**What is required**
Count the lines below that include the word "instance", then give that number and no other words.

**Data under study**
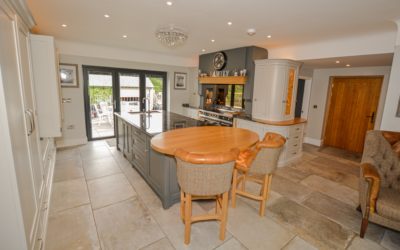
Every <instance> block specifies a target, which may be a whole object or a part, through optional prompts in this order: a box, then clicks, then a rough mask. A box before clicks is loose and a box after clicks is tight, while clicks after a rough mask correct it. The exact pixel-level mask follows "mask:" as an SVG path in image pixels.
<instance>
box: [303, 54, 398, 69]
mask: <svg viewBox="0 0 400 250" xmlns="http://www.w3.org/2000/svg"><path fill="white" fill-rule="evenodd" d="M336 61H339V63H336ZM392 61H393V53H387V54H374V55H363V56H346V57H334V58H323V59H313V60H303V61H302V62H303V66H302V67H303V68H309V69H324V68H346V65H347V64H349V65H350V66H349V67H372V66H391V65H392Z"/></svg>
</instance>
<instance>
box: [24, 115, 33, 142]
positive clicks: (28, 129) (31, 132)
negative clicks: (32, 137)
mask: <svg viewBox="0 0 400 250" xmlns="http://www.w3.org/2000/svg"><path fill="white" fill-rule="evenodd" d="M25 114H26V115H27V116H28V118H29V129H28V136H30V135H31V134H32V133H33V124H32V114H31V111H30V110H29V109H27V110H25Z"/></svg>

**Expected answer**
4